===== Data for the task =====

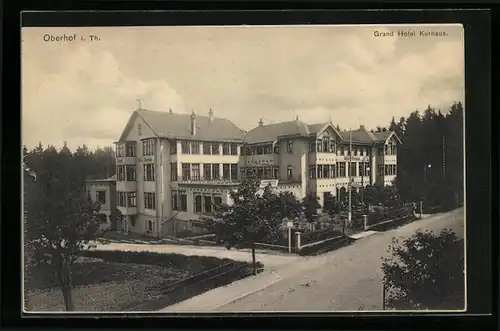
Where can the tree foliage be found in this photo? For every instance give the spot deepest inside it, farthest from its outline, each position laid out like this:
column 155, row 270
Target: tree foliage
column 252, row 217
column 436, row 139
column 60, row 221
column 425, row 271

=====

What you need to do
Your output must match the records word for word, apart from the images, which are left out.

Final answer
Where can the tree foliage be found in this photo? For every instance give the spot deepest inside it, farthest from its outline, each position laid out like this:
column 155, row 270
Target: tree foliage
column 252, row 217
column 436, row 139
column 60, row 221
column 425, row 271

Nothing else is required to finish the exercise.